▶ _Instrucciones_:
1. ¿Qué números escritos con cifras aparecen en el relato sobre la escalada? Enuméralos todos.
2. Transcribe textualmente el tramo del relato sobre la escalada comprendido entre "Por David Roberts." y "colocar los pitones.", ambos incluidos.
3. Responde brevemente estas preguntas sobre el relato sobre la escalada:
(a) ¿Cuántos años tenía en 1961 quien narra?
(b) ¿A qué altura aproximada se hallaban los escaladores?
(c) ¿A quién le tocaba ir adelante?

▶ _Fragmento citado_:
>>>

¿VALE LA PENA EL PELIGRO DE ESCALAR?
Publicado en
abril 19, 2017
Bajo la alegría que sentía al escalar montañas, se hallaba el peligro que conocía. Luego, demasiado repentina, vino la muerte. Y volvió, una y otra vez.
Por David Roberts.
UN DÍA, a comienzos de julio. Desde las campiñas superiores de Boulder, una brisa penetrante y cálida acarreaba el aroma de los pinos hasta las grandes losas del Flatiron, uno de los sitios clásicos para escalar en Colorado (Estados Unidos).
Estábamos en 1961, yo contaba sólo 18 años y había estado escalando desde hacía un año, la experiencia de Gabe como alpinista era aún menor. Nos hallábamos a unos 180 metros de altura, habíamos recorrido tres cuartas partes del camino hacia la cumbre del First Flatiron. Todo había ido bien a pesar de que encontramos pocos lugares donde colocar los pitones.
Disfrutaba trepando, el montañismo era para mí una de las mejores cosas —tal vez la mejor— de la vida. Entrañaba un riesgo, pero sabía que valía la pena correrlo.
Le tocaba a Gabe ír adelante. Se dirigió hacia arriba, a la izquierda, sin poder clavar los pitones y se perdió de mi vista al doblar una esquina. Esperé. La cuerda no se movía. Por fin, le grité:
—¿Qué está ocurriendo?

<<<

▶ _Filas mostradas_:
>>>

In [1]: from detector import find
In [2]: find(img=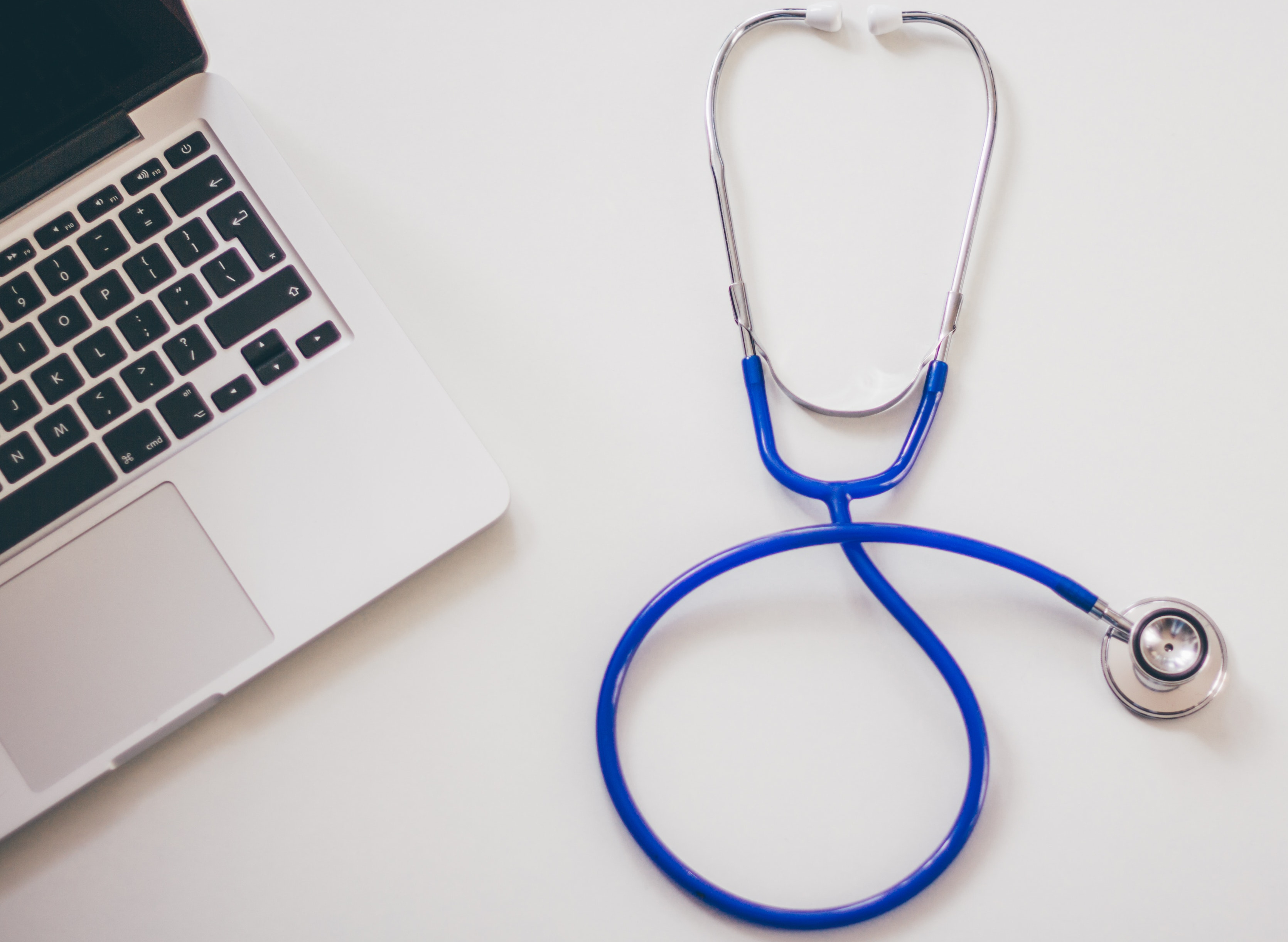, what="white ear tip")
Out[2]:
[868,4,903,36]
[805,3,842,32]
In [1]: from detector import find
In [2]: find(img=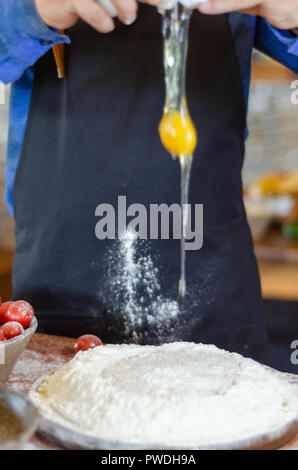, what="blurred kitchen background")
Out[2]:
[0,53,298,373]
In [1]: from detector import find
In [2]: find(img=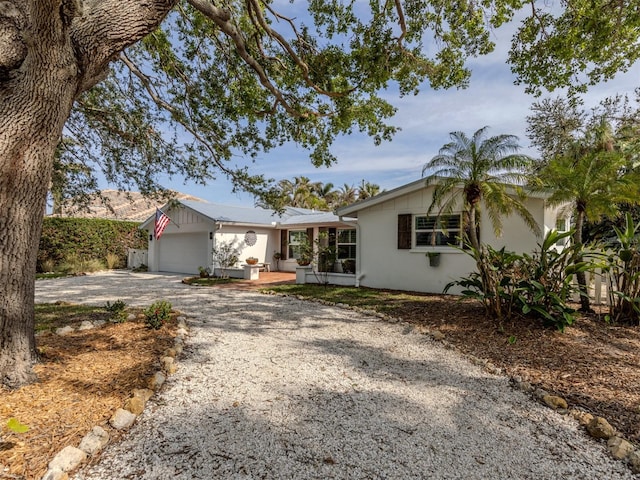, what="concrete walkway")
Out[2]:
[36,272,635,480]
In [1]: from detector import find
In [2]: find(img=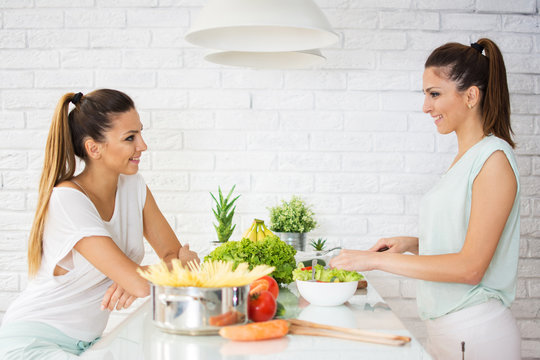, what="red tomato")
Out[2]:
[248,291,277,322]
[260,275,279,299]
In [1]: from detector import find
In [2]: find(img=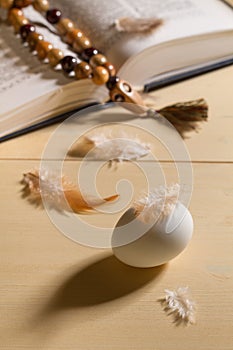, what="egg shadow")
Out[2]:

<<<
>>>

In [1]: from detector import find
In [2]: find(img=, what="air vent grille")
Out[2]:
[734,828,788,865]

<<<
>>>

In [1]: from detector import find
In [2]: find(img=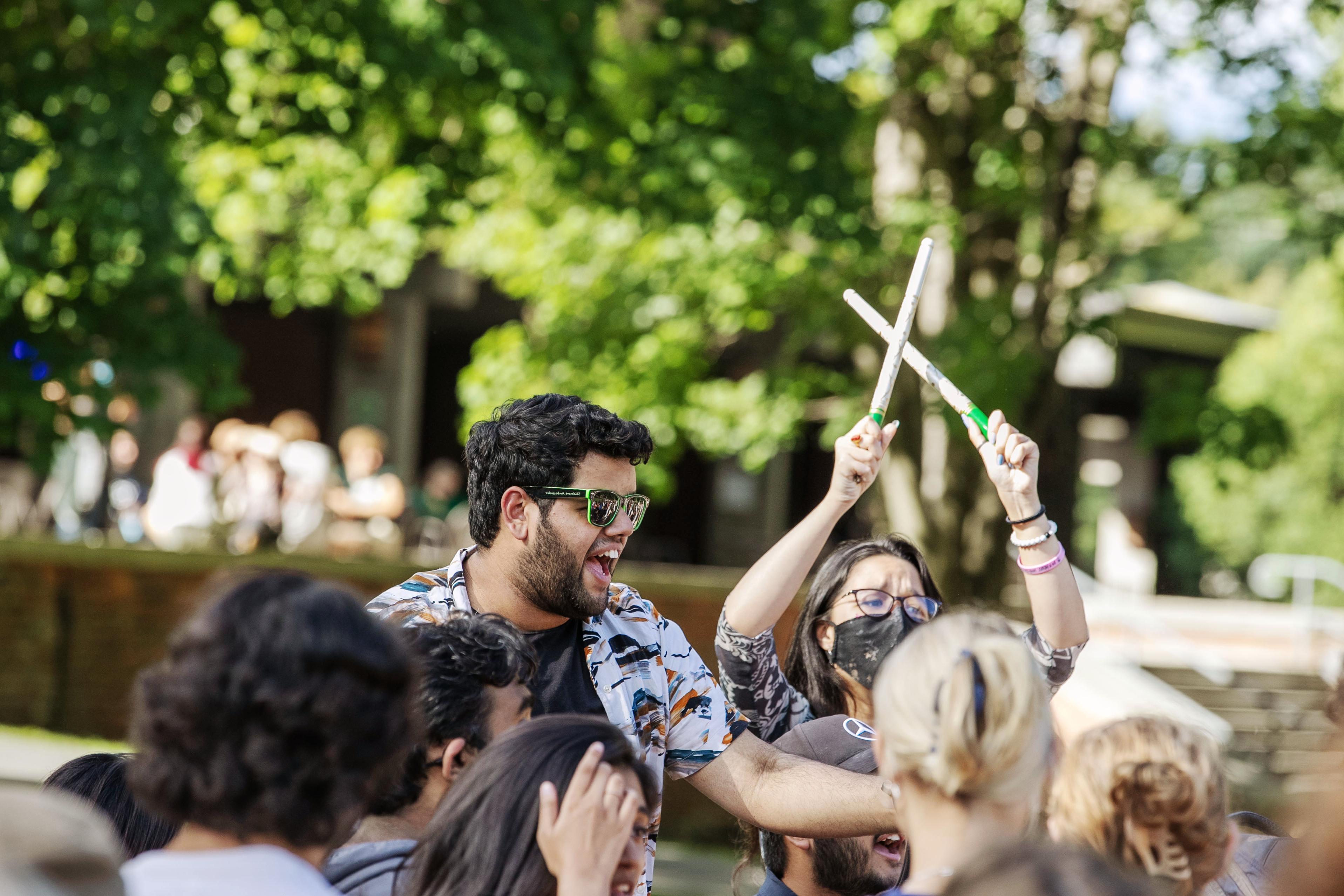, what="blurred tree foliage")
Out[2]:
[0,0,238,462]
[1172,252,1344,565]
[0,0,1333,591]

<<<

▶ _Respuestas dadas_:
1. 19, 2017, 1961, 18, 180

2.
Por David Roberts.
UN DÍA, a comienzos de julio. Desde las campiñas superiores de Boulder, una brisa penetrante y cálida acarreaba el aroma de los pinos hasta las grandes losas del Flatiron, uno de los sitios clásicos para escalar en Colorado (Estados Unidos).
Estábamos en 1961, yo contaba sólo 18 años y había estado escalando desde hacía un año, la experiencia de Gabe como alpinista era aún menor. Nos hallábamos a unos 180 metros de altura, habíamos recorrido tres cuartas partes del camino hacia la cumbre del First Flatiron. Todo había ido bien a pesar de que encontramos pocos lugares donde colocar los pitones.

3.
(a) 18 años.
(b) A unos 180 metros.
(c) A Gabe.